**TO BE DONE**
Render as a Markdown table with the columns Row and Listing line the lines of the listing below, beginning with the line that contains "the ear instead" and continuing through the line that contains "x=262, y=102", with both of those lines included. Number each row and omit any blank lines.

**SUPPLIED RECORDS**

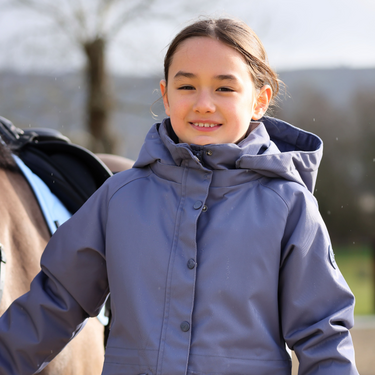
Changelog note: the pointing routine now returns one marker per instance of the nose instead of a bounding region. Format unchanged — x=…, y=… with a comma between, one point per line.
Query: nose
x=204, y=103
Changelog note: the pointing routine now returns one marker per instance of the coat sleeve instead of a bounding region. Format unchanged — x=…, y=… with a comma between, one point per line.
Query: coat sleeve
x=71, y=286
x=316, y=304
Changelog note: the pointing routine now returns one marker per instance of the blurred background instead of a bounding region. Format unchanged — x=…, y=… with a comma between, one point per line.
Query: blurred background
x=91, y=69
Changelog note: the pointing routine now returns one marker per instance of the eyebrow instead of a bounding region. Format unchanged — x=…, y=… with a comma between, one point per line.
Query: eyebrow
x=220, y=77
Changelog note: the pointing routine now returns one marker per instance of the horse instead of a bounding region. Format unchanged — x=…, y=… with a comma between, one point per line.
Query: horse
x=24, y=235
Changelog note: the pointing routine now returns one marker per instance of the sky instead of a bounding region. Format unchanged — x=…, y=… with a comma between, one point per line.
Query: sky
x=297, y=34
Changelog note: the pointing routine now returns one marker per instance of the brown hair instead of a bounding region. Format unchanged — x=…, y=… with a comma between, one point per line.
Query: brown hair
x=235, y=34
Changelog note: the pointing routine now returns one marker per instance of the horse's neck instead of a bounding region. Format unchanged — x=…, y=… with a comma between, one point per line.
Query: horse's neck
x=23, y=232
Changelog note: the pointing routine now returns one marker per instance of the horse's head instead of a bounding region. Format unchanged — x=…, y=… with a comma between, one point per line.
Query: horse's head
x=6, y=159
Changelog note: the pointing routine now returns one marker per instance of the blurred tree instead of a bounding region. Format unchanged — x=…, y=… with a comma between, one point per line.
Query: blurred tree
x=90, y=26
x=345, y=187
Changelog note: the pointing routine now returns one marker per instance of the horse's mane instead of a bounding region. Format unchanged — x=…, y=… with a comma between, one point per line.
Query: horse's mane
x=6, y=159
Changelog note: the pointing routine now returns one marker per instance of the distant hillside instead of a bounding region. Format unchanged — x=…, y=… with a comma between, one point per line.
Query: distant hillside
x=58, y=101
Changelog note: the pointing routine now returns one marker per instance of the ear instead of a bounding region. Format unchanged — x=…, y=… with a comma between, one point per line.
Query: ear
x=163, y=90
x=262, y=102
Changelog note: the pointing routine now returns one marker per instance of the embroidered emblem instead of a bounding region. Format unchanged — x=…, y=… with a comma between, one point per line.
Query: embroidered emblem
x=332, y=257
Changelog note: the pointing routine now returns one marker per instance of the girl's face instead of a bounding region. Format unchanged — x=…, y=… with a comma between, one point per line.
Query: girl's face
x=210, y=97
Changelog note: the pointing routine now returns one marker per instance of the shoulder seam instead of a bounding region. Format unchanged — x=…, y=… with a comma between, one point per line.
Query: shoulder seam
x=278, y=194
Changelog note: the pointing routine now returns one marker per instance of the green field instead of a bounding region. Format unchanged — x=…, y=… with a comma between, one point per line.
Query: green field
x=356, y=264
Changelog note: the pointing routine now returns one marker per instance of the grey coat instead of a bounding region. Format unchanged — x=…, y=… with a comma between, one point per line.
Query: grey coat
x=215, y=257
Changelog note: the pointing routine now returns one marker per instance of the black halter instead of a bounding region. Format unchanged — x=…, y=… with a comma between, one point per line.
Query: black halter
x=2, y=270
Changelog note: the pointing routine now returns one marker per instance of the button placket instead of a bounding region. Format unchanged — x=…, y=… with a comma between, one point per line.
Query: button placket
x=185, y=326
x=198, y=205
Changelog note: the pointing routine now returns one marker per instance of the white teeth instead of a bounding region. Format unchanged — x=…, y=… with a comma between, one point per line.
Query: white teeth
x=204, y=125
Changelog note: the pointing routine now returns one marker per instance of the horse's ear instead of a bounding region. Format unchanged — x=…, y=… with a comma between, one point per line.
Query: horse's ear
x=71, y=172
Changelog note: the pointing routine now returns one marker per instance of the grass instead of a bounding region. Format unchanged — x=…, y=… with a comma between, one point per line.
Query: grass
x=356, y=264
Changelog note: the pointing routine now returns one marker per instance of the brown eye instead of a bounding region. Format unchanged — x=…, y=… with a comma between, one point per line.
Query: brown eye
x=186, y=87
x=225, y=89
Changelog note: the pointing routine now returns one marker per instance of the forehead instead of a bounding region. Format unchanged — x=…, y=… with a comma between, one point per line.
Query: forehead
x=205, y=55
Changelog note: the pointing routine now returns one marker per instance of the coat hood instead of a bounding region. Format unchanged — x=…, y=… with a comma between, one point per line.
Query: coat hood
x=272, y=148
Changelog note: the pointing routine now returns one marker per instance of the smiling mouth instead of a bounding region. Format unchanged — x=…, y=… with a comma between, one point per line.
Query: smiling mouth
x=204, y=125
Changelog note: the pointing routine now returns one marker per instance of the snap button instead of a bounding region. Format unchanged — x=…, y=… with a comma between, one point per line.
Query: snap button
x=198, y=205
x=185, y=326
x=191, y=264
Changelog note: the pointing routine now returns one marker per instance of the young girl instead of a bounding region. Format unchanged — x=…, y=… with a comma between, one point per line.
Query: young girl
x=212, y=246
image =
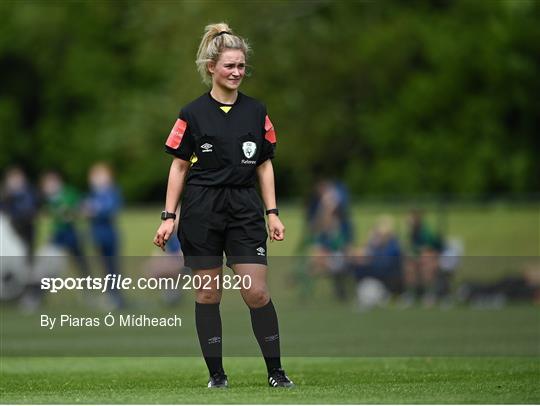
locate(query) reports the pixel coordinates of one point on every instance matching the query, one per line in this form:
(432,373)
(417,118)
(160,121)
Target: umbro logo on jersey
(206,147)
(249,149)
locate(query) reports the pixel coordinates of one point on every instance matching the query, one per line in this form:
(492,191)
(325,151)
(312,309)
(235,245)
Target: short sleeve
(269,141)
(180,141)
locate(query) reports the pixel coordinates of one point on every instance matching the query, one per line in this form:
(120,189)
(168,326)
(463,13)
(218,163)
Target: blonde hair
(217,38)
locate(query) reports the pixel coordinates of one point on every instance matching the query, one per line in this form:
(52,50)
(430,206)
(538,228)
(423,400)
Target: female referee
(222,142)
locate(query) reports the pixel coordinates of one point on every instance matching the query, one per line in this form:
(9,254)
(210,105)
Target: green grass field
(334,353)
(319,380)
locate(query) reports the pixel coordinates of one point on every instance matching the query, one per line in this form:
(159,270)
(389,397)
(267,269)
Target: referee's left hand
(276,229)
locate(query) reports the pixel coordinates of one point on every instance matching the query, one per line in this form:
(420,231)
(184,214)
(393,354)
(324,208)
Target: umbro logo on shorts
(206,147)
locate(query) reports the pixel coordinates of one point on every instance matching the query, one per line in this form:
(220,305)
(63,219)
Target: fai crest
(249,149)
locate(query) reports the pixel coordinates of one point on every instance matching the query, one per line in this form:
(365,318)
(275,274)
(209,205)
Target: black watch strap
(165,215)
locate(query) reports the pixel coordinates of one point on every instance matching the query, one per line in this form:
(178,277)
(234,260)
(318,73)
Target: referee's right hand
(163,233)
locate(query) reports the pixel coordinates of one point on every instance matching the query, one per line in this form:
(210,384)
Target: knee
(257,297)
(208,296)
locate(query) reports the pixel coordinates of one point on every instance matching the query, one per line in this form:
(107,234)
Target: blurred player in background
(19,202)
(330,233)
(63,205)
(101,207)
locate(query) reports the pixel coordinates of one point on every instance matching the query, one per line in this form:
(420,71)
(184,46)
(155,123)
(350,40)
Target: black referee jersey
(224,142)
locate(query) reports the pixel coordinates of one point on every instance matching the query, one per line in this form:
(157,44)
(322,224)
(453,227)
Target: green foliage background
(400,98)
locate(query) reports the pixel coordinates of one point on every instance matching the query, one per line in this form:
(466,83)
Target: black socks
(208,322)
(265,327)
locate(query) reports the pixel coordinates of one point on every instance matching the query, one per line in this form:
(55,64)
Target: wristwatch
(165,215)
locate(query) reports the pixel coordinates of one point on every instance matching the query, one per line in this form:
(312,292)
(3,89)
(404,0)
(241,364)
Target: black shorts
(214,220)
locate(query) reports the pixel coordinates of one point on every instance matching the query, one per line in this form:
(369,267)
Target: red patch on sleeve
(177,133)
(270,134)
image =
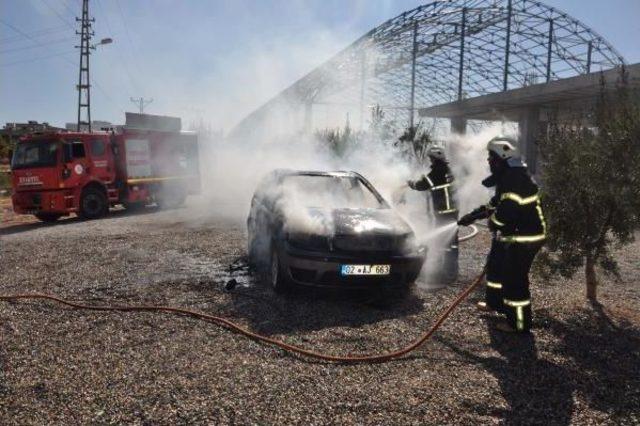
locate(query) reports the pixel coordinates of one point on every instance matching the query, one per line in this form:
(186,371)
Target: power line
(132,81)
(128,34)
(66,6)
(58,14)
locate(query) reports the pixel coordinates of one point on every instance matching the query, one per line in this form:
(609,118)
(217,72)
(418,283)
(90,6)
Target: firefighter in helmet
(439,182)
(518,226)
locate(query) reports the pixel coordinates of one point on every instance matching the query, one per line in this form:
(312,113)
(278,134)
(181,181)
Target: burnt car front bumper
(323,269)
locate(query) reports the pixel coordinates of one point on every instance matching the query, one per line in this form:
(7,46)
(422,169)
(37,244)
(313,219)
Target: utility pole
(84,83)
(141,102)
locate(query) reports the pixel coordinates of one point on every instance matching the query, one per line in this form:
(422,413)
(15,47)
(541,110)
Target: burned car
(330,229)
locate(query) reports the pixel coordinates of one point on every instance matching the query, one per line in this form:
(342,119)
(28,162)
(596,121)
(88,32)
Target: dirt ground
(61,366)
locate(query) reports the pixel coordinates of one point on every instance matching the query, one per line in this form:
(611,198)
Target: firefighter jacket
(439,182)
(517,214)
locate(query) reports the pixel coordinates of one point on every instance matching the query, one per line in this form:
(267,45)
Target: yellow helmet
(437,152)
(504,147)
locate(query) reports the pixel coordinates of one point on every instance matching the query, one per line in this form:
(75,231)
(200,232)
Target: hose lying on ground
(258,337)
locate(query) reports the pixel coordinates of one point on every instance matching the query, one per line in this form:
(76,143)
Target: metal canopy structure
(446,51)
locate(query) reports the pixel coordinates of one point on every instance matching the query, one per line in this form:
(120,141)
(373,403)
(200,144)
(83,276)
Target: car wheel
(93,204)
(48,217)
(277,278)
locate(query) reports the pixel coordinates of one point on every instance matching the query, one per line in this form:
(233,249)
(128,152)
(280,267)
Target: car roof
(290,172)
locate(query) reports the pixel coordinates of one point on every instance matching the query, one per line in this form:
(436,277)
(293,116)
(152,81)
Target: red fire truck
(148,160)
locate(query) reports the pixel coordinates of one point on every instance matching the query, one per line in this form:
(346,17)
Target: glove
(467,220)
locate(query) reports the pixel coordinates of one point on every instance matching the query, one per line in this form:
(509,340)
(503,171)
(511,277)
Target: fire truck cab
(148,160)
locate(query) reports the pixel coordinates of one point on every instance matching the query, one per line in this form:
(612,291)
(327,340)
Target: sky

**RESULT FOR THIS TASK**
| Row | Listing line |
|---|---|
| 1 | Changelog note: the pointing routine now returns one marker per instance of the ear instead of a bounding region. Format unchanged — x=…, y=… with a comma between, one point per line. |
| 2 | Query: ear |
| 3 | x=163, y=90 |
| 4 | x=262, y=102 |